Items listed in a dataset
********************

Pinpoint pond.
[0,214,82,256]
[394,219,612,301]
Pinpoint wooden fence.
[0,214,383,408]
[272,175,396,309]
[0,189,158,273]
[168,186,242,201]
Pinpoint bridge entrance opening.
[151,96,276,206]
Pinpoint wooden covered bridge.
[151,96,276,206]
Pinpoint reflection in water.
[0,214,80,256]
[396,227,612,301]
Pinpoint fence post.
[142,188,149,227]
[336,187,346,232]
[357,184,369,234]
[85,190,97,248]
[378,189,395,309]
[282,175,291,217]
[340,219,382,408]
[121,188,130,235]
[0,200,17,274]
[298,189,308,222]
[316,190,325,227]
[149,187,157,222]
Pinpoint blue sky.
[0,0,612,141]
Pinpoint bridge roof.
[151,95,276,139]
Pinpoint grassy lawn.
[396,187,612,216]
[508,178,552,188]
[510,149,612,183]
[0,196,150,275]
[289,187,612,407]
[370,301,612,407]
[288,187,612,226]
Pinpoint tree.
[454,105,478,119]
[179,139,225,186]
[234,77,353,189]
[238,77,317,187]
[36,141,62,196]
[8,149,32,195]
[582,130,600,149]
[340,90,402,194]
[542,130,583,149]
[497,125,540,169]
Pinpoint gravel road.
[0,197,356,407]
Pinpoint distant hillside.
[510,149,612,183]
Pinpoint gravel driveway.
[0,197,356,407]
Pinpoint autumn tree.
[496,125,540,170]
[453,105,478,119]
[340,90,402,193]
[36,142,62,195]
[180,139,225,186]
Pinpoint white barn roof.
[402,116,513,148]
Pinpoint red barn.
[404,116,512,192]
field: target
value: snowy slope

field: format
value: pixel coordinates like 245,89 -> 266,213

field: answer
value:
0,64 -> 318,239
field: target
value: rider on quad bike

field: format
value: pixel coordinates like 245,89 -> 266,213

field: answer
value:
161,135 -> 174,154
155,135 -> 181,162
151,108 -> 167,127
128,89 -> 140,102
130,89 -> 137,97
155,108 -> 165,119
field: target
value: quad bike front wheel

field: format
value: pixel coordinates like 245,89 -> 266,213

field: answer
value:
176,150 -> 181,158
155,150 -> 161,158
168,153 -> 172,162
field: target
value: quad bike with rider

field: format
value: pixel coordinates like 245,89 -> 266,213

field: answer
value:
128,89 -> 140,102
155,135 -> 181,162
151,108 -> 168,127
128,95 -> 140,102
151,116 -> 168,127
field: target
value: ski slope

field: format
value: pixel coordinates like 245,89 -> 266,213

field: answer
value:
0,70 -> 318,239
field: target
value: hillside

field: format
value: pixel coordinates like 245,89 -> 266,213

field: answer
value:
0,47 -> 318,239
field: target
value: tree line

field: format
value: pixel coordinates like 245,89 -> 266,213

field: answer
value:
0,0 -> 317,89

********************

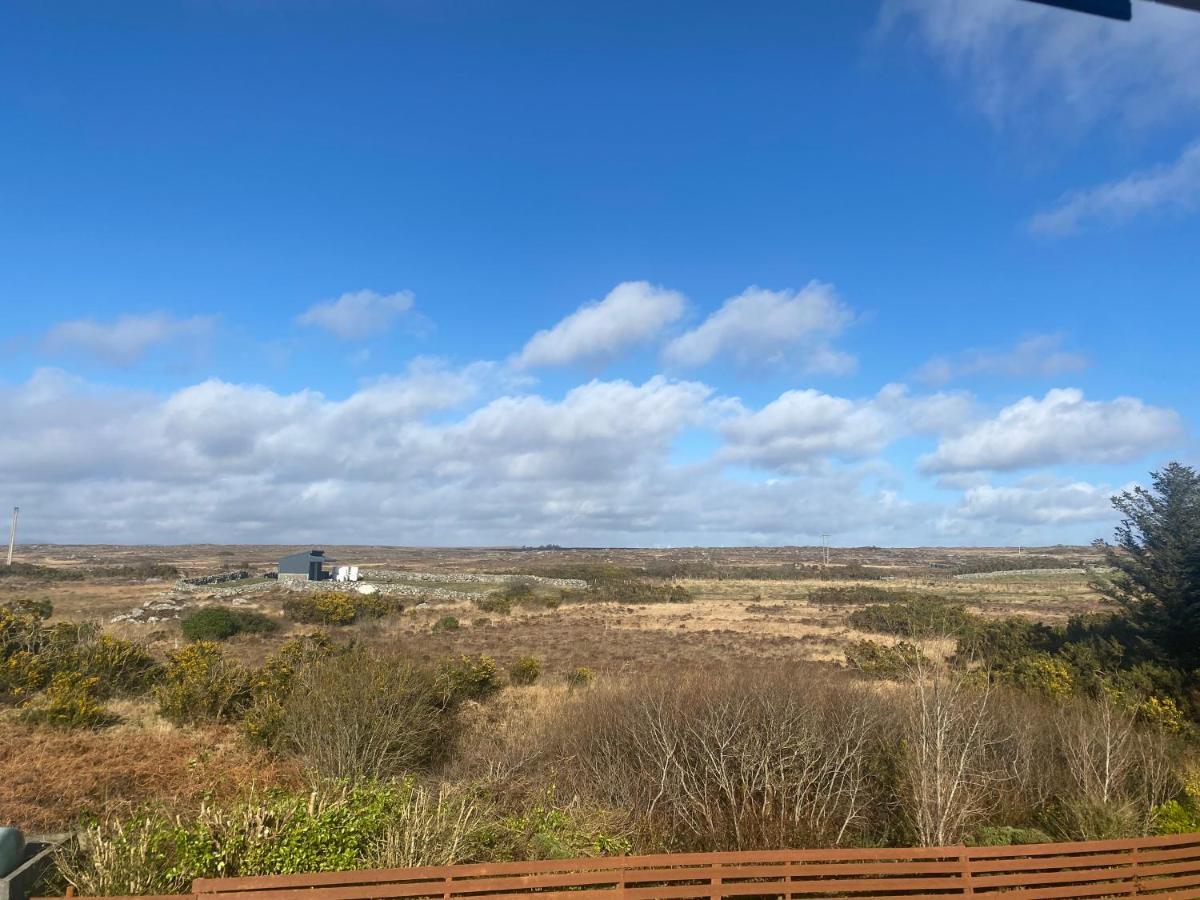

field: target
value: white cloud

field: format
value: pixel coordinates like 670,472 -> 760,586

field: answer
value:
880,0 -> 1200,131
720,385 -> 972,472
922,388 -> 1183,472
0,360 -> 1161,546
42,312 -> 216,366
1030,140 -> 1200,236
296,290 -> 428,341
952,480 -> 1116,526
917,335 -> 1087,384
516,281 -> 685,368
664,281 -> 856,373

********************

Given task: Can you render the records from the line with "Pinpoint reflection in water." up to and including the line with "0,70 -> 318,239" as a two-column CSV with the columns request and answer? Give one row per request, put each value in a single quoted field, and replace any line breaks with spaces.

Output of the exercise:
request,answer
"Pinpoint reflection in water.","[0,214,80,256] [396,227,612,301]"
"Pinpoint fence post.","[142,188,149,227] [336,187,346,232] [357,184,369,234] [85,190,97,248] [378,189,395,309] [282,175,291,217] [340,219,382,408] [121,188,130,235] [0,200,17,274] [298,189,308,222] [316,190,325,227] [149,187,157,222]"
"Pinpoint blue sky.","[0,0,612,141]"
"Pinpoint bridge roof.","[151,95,276,139]"
"Pinpoint grassy lawn.","[396,187,612,216] [508,178,552,188] [510,149,612,183] [0,196,150,275] [289,187,612,407] [370,301,612,407] [288,187,612,226]"
"Pinpoint tree.","[454,105,478,119] [179,139,225,186] [234,77,353,189] [238,77,317,187] [36,141,62,196] [8,149,32,195] [582,130,600,149] [340,90,402,194] [542,130,583,149] [497,125,540,169]"
"Pinpoint gravel road.","[0,197,356,407]"
"Pinpoint distant hillside.","[510,149,612,183]"
"Pinpoint gravel driveway.","[0,197,356,407]"
"Pinpoint autumn tree.","[496,125,540,170] [453,105,478,119] [340,90,402,193] [36,142,62,195] [180,139,225,186]"
"Pinpoint white barn roof.","[402,116,513,148]"
"Pinpoint red barn.","[404,116,512,192]"
"field: target value: snowy slope field: format value: pixel coordinates like 245,89 -> 266,213 field: answer value:","0,64 -> 318,239"
"field: target value: rider on quad bike field: format value: pixel coordinates like 245,89 -> 266,213 field: answer value:","161,135 -> 174,154 155,135 -> 181,162 151,108 -> 167,127 128,89 -> 140,102 130,89 -> 137,97 155,108 -> 165,119"
"field: target value: quad bike front wheel field: format value: pixel coordinates like 245,89 -> 266,213 field: answer value:","176,150 -> 181,158 155,150 -> 161,158 168,153 -> 172,162"
"field: target value: quad bike with rider field: format value: pixel coordinates like 245,89 -> 266,213 field: answer value:","128,89 -> 140,102 155,135 -> 181,162 151,108 -> 168,127 128,95 -> 140,102 151,116 -> 168,127"
"field: target value: ski slope field: format value: pixel coordinates like 245,89 -> 266,213 field: answer value:","0,70 -> 318,239"